AVAILABLE DATA

******

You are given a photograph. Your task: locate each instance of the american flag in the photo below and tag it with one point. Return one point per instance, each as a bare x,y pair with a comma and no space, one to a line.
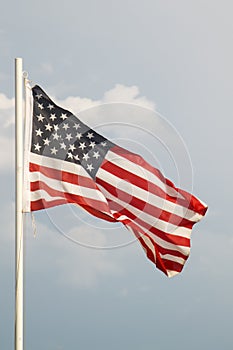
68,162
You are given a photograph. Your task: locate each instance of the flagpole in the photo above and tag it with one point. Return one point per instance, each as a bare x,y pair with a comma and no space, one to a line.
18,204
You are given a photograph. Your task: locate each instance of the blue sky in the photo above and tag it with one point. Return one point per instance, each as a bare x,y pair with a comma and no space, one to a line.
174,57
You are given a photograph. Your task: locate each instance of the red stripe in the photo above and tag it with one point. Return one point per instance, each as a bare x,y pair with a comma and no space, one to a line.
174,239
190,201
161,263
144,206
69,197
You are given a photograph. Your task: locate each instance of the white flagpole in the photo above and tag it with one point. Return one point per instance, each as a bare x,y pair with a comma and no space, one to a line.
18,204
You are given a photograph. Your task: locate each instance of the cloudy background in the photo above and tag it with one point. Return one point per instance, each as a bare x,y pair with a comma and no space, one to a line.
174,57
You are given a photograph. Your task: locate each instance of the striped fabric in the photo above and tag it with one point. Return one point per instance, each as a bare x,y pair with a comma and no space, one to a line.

******

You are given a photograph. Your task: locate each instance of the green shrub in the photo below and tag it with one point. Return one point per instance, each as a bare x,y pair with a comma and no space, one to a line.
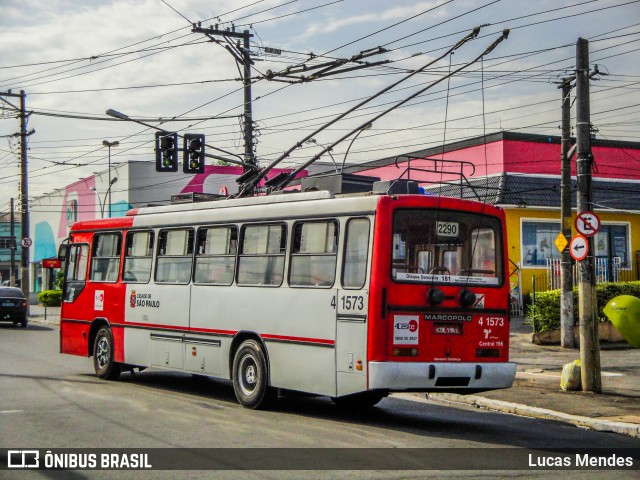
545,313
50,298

******

PROBLEM DETAILS
Please write out the records between the lines holding "of the cloudy" and "of the striped", inclusive, reproducing each line exactly.

RESULT OF THIS TASK
You are given a photograph. Your task: locate each instance of the cloudy background in the photo above and tag it with one point. Return one point per instance, each as a bare x,y pair with a comma and no space, one to a line.
174,57
You are given a photograph. Your task: locate each instance of the striped fabric in the photo above and tag it with one point. Return one point per instance, each as a bare x,y pair with a comma and no space, one to a line.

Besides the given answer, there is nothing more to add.